::: SUPPLIED DATA

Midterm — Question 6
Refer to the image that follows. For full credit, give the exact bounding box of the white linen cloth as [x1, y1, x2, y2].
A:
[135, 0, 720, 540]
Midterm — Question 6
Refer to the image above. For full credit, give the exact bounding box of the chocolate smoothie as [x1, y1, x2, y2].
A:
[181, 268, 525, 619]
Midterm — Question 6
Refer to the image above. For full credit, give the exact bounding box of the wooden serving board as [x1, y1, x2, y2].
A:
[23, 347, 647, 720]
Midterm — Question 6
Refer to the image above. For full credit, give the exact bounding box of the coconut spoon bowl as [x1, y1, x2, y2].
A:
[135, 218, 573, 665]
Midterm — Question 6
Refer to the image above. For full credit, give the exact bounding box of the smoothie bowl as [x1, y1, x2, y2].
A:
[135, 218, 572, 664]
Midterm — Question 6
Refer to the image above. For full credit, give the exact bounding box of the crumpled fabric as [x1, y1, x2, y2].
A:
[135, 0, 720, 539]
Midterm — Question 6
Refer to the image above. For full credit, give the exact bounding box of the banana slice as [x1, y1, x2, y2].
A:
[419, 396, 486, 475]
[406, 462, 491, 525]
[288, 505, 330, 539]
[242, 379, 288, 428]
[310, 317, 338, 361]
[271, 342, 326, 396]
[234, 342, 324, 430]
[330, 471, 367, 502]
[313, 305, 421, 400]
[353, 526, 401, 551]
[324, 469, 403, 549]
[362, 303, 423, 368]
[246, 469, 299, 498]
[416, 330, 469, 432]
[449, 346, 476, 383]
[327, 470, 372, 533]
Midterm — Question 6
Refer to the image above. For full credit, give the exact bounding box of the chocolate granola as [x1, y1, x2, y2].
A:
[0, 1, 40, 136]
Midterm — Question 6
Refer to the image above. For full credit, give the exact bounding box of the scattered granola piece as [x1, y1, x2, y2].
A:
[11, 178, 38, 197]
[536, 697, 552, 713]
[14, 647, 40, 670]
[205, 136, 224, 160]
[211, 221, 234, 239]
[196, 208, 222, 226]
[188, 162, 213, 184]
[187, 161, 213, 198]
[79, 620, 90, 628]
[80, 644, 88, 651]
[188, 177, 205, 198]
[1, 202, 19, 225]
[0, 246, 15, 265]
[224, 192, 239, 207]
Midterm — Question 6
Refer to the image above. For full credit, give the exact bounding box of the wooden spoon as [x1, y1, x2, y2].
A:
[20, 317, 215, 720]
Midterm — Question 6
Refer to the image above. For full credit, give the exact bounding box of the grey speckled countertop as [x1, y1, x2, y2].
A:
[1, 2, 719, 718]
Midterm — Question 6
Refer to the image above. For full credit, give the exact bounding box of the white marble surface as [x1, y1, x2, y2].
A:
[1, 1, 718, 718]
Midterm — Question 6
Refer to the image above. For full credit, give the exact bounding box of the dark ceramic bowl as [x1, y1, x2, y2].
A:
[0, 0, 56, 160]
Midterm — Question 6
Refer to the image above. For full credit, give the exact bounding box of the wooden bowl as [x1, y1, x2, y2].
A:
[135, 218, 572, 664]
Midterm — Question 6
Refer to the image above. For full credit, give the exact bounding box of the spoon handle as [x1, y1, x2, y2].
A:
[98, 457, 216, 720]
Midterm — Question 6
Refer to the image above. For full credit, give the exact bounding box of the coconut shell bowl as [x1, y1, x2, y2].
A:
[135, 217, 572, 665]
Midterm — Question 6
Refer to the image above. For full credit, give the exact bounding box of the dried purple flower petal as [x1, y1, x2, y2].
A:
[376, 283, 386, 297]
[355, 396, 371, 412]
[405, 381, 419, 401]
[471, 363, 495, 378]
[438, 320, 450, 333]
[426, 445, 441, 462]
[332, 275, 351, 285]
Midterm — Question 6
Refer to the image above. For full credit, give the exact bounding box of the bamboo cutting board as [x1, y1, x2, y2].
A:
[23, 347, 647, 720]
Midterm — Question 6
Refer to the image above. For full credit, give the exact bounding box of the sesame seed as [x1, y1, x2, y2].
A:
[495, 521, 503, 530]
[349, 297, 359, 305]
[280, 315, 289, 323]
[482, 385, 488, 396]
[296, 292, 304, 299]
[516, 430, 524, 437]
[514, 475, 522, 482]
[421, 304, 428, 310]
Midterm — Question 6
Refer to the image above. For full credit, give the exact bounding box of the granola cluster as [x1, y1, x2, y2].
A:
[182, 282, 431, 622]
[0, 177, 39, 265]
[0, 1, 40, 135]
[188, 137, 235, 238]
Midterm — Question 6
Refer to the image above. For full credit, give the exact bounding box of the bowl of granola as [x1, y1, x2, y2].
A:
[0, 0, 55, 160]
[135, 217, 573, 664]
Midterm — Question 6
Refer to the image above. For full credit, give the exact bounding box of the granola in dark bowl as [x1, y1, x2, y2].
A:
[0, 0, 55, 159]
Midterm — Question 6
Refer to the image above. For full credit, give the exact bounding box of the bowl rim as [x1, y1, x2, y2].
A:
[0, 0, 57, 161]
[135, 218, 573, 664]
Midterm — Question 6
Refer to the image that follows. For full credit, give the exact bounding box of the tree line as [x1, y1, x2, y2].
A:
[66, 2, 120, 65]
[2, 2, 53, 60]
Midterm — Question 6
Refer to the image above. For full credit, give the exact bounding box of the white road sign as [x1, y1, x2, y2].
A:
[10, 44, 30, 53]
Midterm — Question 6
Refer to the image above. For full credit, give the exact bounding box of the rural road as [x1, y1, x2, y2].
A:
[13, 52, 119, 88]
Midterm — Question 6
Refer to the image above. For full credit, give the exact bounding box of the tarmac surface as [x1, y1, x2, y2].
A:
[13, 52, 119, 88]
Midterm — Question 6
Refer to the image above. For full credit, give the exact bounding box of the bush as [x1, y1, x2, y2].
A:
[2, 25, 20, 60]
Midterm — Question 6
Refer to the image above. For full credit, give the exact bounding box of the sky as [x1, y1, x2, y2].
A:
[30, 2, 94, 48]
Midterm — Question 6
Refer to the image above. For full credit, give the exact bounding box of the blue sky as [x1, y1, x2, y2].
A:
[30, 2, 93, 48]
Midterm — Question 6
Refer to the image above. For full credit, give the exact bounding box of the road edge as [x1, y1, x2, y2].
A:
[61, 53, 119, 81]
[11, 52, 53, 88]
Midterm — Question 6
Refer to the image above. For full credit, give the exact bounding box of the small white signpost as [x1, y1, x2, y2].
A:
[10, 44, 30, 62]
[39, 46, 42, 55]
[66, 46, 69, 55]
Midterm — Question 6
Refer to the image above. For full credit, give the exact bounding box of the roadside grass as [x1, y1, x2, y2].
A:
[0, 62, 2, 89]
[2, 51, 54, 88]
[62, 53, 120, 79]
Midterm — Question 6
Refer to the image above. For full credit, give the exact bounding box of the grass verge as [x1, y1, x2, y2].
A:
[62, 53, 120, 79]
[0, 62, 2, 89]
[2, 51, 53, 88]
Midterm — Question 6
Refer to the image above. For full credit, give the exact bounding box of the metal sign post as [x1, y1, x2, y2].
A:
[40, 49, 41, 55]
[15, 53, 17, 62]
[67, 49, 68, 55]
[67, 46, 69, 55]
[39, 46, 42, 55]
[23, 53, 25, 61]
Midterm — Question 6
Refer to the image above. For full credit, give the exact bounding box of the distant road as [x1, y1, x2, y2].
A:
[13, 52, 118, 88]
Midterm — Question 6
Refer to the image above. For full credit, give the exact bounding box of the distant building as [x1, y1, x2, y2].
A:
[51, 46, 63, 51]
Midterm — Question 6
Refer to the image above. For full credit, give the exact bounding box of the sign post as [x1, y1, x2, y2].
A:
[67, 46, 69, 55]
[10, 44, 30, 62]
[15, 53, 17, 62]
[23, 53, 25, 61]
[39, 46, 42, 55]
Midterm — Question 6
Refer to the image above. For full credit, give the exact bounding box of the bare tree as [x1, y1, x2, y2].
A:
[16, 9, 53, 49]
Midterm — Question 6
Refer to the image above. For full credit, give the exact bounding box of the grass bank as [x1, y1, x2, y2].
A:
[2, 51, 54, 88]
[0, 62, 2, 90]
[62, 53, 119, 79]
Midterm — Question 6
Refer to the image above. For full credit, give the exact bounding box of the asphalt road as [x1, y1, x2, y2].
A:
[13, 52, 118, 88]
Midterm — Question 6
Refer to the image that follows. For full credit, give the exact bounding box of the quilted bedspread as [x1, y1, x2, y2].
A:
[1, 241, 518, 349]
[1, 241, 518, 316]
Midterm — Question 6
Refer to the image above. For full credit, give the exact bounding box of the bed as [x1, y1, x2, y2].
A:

::::::

:: EXERCISE ::
Gather all lines from the listing above in which "white" occurs.

:: ANSWER FOR THE TASK ::
Refer to the image that follows. For full credit, give the exact bounding box of the white linen cloth as [x1, y1, x2, y2].
Refer to the image above. For full credit, give the exact bounding box of the white marble surface as [x1, y1, x2, y2].
Refer to the image above. For full credit, give the exact bounding box of the white road sign as [x1, y1, x2, y2].
Refer to the image above. For full credit, give the exact bounding box of the small white signpost as [x1, y1, x2, y2].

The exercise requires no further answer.